TASK TO COMPLETE:
Output the lines of data that run from the line containing "Where can the grey" through the line containing "point(236, 50)", with both of those lines included, and nothing else. Copy them verbatim.

** Start SUPPLIED DATA **

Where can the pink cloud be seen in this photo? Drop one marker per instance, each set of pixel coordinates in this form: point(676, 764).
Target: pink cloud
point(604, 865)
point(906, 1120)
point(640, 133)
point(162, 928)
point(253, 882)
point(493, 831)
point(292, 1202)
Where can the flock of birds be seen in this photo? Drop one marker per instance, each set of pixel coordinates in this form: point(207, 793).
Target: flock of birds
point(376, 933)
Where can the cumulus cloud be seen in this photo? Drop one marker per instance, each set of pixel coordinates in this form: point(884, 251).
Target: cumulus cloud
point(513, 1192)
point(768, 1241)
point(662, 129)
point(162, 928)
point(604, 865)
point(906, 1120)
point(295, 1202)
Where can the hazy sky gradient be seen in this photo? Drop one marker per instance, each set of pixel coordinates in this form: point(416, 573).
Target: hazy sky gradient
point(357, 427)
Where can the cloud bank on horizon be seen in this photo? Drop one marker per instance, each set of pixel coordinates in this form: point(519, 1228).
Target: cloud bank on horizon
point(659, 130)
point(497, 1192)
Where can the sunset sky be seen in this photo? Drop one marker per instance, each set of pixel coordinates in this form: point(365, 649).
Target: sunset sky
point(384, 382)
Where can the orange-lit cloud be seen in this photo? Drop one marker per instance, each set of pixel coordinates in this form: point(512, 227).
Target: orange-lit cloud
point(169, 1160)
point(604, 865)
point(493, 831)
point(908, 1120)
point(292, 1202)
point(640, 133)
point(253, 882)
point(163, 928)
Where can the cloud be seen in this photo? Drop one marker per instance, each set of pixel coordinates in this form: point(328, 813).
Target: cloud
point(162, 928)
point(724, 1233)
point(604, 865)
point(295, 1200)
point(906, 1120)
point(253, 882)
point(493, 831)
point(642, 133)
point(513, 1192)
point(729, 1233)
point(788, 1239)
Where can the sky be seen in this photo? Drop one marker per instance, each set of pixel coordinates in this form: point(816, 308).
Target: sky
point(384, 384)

** End SUPPLIED DATA **
** Start SUPPLIED DATA **

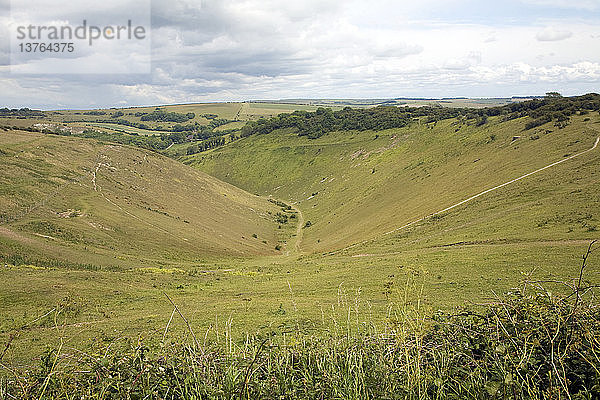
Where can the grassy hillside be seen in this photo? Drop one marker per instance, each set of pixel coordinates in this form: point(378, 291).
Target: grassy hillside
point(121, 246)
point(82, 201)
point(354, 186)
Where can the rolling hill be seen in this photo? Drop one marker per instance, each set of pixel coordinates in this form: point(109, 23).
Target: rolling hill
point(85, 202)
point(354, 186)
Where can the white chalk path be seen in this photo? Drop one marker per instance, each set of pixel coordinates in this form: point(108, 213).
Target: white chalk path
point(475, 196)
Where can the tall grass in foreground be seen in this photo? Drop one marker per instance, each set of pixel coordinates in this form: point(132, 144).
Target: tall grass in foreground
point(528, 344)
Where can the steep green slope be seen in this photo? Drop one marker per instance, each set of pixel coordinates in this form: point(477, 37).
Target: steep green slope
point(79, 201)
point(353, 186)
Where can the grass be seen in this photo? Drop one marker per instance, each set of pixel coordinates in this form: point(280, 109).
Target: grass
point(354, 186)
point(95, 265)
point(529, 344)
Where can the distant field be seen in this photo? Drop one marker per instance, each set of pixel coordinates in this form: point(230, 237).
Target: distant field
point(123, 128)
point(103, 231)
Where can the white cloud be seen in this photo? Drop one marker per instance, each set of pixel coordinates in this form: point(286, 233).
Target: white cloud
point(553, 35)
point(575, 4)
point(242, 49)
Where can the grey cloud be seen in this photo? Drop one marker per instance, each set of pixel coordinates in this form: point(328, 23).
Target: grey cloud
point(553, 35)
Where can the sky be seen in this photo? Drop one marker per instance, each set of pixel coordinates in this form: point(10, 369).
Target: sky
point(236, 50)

** End SUPPLIED DATA **
** Start SUPPLIED DATA **

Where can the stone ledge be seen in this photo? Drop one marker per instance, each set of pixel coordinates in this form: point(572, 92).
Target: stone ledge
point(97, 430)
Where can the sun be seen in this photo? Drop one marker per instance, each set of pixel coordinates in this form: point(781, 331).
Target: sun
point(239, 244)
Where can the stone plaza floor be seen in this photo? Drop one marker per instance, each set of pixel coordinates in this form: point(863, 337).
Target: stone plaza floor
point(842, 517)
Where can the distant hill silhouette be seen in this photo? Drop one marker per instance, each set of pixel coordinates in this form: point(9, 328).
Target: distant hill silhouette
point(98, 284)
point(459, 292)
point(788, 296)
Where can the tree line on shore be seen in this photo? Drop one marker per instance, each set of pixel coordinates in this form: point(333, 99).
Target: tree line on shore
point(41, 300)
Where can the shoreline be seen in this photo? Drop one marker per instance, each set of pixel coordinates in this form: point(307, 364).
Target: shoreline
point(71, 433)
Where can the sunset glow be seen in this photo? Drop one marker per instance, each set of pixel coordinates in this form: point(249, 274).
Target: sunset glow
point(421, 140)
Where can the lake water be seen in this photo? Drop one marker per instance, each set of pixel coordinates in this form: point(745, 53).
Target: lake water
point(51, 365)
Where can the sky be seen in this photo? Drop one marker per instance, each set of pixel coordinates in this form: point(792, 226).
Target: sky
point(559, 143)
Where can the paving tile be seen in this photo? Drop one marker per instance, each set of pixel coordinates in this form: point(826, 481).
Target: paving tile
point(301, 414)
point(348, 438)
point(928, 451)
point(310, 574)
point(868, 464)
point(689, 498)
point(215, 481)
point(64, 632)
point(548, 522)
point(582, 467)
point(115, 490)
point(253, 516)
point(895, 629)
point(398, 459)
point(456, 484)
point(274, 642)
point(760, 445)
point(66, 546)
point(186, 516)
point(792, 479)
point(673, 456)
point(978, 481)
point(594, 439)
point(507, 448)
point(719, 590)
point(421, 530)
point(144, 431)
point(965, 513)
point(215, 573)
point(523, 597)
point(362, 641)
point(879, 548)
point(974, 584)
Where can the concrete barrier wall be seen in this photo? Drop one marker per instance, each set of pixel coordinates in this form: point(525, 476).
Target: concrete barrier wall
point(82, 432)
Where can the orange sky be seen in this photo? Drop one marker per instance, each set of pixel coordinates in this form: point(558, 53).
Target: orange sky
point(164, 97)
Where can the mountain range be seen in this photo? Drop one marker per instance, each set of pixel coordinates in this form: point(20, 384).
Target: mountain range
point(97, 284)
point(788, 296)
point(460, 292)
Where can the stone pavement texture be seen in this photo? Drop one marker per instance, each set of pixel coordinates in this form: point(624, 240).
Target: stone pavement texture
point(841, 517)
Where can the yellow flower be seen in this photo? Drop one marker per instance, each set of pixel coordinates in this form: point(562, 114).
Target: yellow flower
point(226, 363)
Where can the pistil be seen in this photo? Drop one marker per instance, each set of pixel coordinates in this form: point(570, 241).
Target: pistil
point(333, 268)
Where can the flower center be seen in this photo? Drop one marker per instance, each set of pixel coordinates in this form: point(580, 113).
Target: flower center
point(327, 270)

** End SUPPLIED DATA **

RESPONSE:
Where can the grey cloud be seen in this photo? Drop one marker per instance, each set of pixel coordinates in this form: point(328, 23).
Target: grey cloud
point(553, 35)
Where can the sky be seen in this photo? Drop one marker per instance, each set of pixel coordinates in this form: point(10, 369).
Target: sky
point(236, 50)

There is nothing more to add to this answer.